▶ Uitdaging:
Selecteer in het materiaal hieronder elke regel waarin het woord "wall" voorkomt. Hoofdletters en kleine letters tellen daarbij mee.

▶ De invoer:
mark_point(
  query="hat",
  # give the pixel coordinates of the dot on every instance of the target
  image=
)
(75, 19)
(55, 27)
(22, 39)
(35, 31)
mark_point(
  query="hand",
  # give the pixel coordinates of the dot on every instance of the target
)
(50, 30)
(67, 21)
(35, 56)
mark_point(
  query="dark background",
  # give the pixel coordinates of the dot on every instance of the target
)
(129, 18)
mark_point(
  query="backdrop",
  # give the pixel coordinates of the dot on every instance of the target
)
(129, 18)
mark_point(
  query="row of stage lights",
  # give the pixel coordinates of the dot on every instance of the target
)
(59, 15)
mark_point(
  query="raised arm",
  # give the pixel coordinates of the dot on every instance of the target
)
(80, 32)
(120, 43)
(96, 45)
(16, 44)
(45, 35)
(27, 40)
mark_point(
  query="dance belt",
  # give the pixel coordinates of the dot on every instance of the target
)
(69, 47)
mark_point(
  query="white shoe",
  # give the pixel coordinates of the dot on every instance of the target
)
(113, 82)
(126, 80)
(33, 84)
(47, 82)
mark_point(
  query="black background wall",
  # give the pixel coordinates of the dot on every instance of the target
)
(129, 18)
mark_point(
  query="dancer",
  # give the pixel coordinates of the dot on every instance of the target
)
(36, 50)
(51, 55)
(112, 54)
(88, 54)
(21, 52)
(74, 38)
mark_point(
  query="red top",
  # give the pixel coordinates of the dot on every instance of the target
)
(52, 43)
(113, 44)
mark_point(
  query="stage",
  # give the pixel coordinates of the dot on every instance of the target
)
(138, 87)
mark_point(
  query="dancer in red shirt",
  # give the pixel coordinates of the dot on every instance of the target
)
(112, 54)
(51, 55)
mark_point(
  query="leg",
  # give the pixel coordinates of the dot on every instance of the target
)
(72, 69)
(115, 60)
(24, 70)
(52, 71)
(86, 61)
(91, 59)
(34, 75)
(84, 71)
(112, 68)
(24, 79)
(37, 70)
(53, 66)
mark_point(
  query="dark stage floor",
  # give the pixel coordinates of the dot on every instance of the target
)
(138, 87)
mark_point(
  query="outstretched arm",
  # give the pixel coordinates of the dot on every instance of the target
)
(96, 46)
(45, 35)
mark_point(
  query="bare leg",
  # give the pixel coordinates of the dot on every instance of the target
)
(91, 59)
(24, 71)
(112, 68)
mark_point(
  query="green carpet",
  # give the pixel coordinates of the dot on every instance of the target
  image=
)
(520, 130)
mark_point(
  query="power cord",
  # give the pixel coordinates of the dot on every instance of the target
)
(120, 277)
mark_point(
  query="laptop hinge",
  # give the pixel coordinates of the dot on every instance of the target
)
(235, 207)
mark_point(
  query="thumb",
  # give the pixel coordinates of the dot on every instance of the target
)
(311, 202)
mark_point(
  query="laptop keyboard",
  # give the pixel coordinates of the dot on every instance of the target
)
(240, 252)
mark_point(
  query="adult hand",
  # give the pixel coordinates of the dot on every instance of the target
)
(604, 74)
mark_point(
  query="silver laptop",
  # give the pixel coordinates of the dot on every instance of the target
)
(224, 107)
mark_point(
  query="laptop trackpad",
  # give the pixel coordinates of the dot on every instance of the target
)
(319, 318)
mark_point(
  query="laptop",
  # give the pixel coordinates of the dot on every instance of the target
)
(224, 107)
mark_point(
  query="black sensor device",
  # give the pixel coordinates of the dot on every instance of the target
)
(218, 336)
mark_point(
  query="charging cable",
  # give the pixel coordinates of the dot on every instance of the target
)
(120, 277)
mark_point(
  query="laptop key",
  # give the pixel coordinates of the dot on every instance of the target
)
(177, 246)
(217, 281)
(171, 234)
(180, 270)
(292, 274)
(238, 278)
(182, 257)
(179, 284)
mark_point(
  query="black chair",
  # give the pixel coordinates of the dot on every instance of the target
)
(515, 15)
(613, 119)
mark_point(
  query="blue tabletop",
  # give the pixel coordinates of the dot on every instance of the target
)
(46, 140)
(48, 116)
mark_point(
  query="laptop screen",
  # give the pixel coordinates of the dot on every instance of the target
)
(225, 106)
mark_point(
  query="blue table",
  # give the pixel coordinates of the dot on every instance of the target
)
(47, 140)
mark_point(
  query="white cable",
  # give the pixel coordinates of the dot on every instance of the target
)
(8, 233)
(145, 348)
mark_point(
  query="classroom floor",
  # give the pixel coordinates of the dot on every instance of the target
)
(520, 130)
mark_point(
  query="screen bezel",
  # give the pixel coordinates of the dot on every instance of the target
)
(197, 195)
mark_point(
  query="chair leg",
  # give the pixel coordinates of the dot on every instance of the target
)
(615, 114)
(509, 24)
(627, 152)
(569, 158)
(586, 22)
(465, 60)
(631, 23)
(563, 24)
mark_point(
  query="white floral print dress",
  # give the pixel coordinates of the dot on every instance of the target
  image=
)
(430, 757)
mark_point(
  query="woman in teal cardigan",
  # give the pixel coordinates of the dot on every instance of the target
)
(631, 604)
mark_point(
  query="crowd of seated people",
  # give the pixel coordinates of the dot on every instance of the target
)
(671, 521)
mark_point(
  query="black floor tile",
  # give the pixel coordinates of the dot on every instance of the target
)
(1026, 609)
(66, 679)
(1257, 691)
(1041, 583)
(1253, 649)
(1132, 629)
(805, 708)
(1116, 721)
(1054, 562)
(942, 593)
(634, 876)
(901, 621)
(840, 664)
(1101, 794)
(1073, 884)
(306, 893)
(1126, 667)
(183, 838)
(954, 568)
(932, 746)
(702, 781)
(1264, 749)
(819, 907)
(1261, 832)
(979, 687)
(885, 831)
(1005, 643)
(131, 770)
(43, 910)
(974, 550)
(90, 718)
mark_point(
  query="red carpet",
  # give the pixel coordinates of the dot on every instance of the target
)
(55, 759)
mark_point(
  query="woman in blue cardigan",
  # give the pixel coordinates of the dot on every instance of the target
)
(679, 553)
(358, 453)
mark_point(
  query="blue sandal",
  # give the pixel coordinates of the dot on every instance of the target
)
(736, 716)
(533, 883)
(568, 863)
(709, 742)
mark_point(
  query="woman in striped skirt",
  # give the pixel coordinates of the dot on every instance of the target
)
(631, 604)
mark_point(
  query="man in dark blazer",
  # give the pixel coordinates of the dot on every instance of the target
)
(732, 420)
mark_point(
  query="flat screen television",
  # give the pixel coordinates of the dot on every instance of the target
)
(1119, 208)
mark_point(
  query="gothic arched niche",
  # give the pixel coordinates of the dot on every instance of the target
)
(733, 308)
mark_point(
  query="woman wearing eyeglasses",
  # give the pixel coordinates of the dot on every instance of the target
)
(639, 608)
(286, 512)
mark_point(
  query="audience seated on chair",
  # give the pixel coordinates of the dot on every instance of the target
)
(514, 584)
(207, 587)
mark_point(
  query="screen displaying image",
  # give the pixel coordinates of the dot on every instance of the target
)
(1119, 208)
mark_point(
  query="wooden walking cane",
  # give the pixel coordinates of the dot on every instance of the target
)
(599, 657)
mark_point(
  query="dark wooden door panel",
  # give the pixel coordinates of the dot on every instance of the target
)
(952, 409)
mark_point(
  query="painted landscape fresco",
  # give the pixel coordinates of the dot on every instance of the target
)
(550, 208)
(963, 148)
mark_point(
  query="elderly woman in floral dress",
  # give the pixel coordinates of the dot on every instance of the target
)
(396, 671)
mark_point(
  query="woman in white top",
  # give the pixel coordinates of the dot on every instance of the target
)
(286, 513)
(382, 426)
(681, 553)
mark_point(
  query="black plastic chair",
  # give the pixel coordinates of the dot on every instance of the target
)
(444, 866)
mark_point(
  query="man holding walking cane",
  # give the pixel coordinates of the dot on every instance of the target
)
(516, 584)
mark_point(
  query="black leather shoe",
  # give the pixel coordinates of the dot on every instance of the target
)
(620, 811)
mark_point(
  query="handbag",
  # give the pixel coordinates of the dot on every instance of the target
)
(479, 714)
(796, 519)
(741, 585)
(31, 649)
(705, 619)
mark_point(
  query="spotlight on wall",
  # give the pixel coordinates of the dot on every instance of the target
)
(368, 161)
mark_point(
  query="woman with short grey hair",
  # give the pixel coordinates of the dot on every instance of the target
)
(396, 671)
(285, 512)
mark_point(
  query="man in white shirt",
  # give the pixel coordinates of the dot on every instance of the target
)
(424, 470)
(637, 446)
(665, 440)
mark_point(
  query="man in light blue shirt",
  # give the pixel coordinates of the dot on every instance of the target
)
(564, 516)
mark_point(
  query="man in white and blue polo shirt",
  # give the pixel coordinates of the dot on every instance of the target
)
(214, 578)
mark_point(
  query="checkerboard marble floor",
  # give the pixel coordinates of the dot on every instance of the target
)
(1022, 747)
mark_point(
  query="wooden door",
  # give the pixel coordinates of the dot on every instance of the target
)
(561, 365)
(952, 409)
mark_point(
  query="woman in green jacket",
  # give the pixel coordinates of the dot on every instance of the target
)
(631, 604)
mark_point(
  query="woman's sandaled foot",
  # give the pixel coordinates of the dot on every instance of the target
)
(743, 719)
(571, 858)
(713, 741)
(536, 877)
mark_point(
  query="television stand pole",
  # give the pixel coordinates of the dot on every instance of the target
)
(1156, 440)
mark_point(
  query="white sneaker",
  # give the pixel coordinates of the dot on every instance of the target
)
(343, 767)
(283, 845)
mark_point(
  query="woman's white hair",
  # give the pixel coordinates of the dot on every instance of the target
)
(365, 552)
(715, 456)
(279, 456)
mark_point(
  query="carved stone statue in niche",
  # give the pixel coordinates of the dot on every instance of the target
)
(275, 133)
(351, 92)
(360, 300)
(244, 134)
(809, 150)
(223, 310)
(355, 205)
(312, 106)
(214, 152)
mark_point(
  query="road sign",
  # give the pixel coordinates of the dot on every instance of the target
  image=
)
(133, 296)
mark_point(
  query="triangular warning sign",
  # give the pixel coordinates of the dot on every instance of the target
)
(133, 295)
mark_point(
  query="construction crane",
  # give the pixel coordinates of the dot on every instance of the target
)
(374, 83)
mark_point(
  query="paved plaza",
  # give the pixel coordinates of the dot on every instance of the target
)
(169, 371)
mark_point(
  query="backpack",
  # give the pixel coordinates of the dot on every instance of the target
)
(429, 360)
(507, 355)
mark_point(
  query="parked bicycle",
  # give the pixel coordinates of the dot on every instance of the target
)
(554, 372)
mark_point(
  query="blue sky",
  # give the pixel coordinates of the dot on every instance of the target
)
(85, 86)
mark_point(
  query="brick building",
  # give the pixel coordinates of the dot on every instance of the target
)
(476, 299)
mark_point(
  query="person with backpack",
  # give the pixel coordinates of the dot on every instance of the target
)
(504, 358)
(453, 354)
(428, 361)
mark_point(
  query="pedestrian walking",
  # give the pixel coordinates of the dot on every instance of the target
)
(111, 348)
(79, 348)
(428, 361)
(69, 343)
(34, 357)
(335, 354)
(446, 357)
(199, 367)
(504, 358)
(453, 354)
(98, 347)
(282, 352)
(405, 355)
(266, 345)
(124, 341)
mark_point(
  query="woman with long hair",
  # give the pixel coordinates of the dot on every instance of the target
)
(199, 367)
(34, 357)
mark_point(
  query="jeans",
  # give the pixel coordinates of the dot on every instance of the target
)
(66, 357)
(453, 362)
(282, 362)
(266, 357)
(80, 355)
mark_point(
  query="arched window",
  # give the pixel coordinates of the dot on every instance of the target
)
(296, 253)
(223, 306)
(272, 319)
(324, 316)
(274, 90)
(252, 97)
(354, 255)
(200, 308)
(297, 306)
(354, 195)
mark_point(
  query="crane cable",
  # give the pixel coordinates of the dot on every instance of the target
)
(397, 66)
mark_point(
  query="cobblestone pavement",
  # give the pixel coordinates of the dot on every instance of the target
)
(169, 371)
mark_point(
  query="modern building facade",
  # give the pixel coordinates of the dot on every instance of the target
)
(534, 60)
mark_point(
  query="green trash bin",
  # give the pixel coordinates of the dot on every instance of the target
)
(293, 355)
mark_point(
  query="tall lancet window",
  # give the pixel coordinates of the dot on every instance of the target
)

▶ Uitkomst van opdracht:
  query="black background wall",
  query="spotlight on wall",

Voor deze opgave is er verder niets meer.